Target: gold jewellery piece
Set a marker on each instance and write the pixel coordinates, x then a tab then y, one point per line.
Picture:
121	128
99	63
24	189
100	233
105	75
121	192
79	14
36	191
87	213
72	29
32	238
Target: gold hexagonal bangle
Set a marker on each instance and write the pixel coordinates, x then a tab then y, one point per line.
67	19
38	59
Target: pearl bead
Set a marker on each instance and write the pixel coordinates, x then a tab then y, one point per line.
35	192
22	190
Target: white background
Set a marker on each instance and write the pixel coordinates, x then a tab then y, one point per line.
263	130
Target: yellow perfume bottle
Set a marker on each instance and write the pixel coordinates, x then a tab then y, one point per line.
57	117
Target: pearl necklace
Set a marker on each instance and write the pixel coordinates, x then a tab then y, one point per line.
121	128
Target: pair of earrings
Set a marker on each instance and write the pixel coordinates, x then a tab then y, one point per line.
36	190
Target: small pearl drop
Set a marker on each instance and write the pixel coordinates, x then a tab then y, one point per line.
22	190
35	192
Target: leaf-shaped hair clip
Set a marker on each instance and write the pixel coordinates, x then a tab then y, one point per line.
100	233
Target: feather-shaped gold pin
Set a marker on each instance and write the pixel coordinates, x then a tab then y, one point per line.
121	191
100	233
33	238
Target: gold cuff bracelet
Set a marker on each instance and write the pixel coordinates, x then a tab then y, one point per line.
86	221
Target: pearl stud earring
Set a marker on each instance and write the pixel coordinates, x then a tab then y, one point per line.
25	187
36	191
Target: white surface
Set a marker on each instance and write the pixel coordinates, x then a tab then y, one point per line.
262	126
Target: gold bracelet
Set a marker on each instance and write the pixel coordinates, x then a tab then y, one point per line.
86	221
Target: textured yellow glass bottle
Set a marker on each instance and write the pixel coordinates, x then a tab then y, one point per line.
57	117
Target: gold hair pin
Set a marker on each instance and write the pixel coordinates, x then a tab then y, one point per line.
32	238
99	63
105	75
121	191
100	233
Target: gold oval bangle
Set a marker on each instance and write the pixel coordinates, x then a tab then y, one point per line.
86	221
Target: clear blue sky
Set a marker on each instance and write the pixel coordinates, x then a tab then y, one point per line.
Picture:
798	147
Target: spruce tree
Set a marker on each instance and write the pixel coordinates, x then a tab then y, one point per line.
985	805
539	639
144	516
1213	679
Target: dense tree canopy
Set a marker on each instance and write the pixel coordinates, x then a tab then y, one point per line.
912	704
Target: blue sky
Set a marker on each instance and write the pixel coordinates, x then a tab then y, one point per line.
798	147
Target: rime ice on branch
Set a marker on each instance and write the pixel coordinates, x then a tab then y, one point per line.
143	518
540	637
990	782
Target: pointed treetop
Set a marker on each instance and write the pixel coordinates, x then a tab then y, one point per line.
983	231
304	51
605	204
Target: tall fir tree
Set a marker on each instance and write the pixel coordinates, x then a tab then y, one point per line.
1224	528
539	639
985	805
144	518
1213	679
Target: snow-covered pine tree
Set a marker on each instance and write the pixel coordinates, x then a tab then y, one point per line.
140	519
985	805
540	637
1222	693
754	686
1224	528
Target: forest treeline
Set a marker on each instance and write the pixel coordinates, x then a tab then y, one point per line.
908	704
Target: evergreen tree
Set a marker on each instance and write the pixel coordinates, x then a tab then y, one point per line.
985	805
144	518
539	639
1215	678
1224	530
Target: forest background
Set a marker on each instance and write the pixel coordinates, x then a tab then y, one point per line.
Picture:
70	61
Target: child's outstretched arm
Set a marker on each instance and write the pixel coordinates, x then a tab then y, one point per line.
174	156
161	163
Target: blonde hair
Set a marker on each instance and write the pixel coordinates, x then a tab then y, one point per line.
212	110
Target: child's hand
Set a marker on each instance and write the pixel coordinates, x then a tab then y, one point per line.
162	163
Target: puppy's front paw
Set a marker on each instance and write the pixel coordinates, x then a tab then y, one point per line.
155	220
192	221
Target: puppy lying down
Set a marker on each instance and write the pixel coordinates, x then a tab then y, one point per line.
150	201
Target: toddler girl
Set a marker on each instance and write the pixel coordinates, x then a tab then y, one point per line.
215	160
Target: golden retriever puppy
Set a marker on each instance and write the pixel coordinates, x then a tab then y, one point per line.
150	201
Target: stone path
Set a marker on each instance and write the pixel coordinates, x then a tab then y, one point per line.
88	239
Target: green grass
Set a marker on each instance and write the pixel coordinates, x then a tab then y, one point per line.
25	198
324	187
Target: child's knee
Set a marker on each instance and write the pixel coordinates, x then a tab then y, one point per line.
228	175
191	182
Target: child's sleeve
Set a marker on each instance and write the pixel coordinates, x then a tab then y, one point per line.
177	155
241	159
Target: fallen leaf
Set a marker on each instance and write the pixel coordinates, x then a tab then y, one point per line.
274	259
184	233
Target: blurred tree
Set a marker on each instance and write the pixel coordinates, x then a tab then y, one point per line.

◆ ◆ ◆ ◆

## INSTRUCTIONS TO FOLLOW:
Reproduce the data exactly, character for character.

## EXERCISE SOLUTION:
Target: gold jewellery piece
Set a marker on each instance and write the pixel coordinates, x then a tab then y, one point per line.
Picture:
121	128
99	63
24	189
100	233
105	75
121	192
79	14
36	191
87	213
72	29
32	238
Target: gold hexagonal bangle
Set a marker on each instance and write the pixel coordinates, x then a tab then y, one point per line.
67	19
38	59
Target: pearl bead
Set a marker on each instance and write the pixel coordinates, x then a tab then y, one point per line.
35	192
22	190
Target: white background
Set a marker on each instance and write the pixel coordinates, x then a tab then y, one point per line.
263	130
Target: yellow perfume bottle
Set a marker on each instance and write the pixel coordinates, x then a tab then y, one point per line.
57	117
Target: pearl necklace
Set a marker on each instance and write the pixel coordinates, x then a tab then y, one point per line.
121	128
Target: pair of earrings
Set a marker on each instance and write the pixel coordinates, x then a tab then y, one point per line.
36	190
Target: small pearl drop
Set a marker on each instance and write the pixel coordinates, x then a tab then y, one point per line.
22	190
35	192
Target: leaf-shaped hair clip
Set a marker on each instance and write the pixel coordinates, x then a tab then y, one point per line.
100	233
Target: feather-shaped gold pin
Set a marker on each instance and write the pixel coordinates, x then a tab then y, one point per line.
121	191
100	233
33	238
Target: gold cuff bracelet
Set a marker on each instance and write the pixel coordinates, x then a tab then y, one point per line.
86	221
Target: pearl stud earring
Set a marker on each instance and write the pixel coordinates, x then a tab then y, one point per line.
25	187
36	191
Target: white surface
Set a marker on each instance and write the pixel coordinates, x then a tab then y, one point per line.
262	126
Target: gold bracelet
Set a marker on each instance and write the pixel coordinates, x then a tab then y, one point per line.
86	221
Target: textured yellow glass bottle
Set a marker on each instance and write the pixel coordinates, x then a tab then y, one point per line.
57	117
Target: gold hair pin
Set a marker on each instance and write the pixel coordinates, x then a tab then y, one point per line.
32	238
99	63
105	75
121	191
100	233
Target: gold oval bangle
Set a marker on each instance and write the pixel coordinates, x then a tab then y, one point per line.
86	221
Target: clear blue sky
Set a marker on each instance and write the pixel coordinates, x then a tab then y, one point per line.
Picture:
798	147
Target: spruce tree
Set a marker on each instance and write the pixel coordinates, x then a tab then y, one point per line.
985	805
539	639
144	516
1213	679
Target: dense tree canopy
Set a marker on each instance and write the pixel coordinates, x then a tab then y, one point per line.
912	704
Target: blue sky
Set a marker on each instance and write the pixel coordinates, x then a tab then y, one point per line.
798	147
Target: rime ice on branch
Set a marker on each instance and write the pixel coordinates, x then a tab then y, one point per line.
143	518
540	637
990	782
Target: pointed treetop
Set a marker on each instance and write the pixel coordinates, x then a tab then y, one point per line.
983	231
304	51
605	204
Target: tall fir tree
Set a marker on each instance and write the pixel coordinates, x then a tab then y, one point per line.
1224	528
539	639
985	805
144	518
1213	679
Target: snow-covered pine tree
Set a marker on each instance and write the pixel coordinates, x then a tab then y, one point per line.
140	519
985	805
540	637
1222	693
754	686
1224	528
Target: forest treeline
Set a marker on each instance and write the pixel coordinates, x then a tab then y, one point per line.
908	704
Target: evergreen tree
Set a marker on each instance and write the pixel coordinates, x then a tab then y, one point per line.
985	805
144	518
539	639
1215	678
1224	530
Target: forest background
Set a marker on each instance and write the pixel coordinates, x then a tab then y, one point per line.
Picture:
70	61
Target: child's outstretched arm
Set a marker on each instance and write the pixel coordinates, x then a tab then y, one point per line.
174	156
161	163
Target: blonde hair
Set a marker on each instance and write the pixel coordinates, x then a tab then y, one point per line.
212	110
Target: child's hand
Set a marker on each instance and write the pixel coordinates, x then a tab then y, one point per line.
162	163
Target: puppy's front paw
Set a marker on each instance and write the pixel coordinates, x then a tab then y, one point per line.
155	220
192	221
Target: puppy lying down
Set a marker on each instance and write the pixel coordinates, x then a tab then y, one point per line.
150	201
Target: toddler girl
Set a marker on each instance and write the pixel coordinates, x then a tab then y, one point per line.
215	160
Target: golden retriever puppy
Set a marker on each instance and write the pixel coordinates, x then a tab then y, one point per line.
150	201
Target: stone path
Set a marker on each instance and write the pixel coordinates, x then a tab then y, one point per line.
88	239
Target: green grass
Set a marker on each instance and write the pixel coordinates, x then a tab then y, one point per line.
25	198
324	187
Target: child's knee
Set a marker on each instance and write the pixel coordinates, x then a tab then y, one point per line.
228	175
191	182
Target: child's sleeve
Set a marker on each instance and write the pixel coordinates, x then a tab then y, one point per line.
177	155
241	159
Target: fallen leaf
Set a marker on each instance and write the pixel coordinates, x then a tab then y, one point per line.
274	259
184	233
Target: blurred tree
Set a marker on each instance and write the pixel coordinates, x then a tab then y, one point per line.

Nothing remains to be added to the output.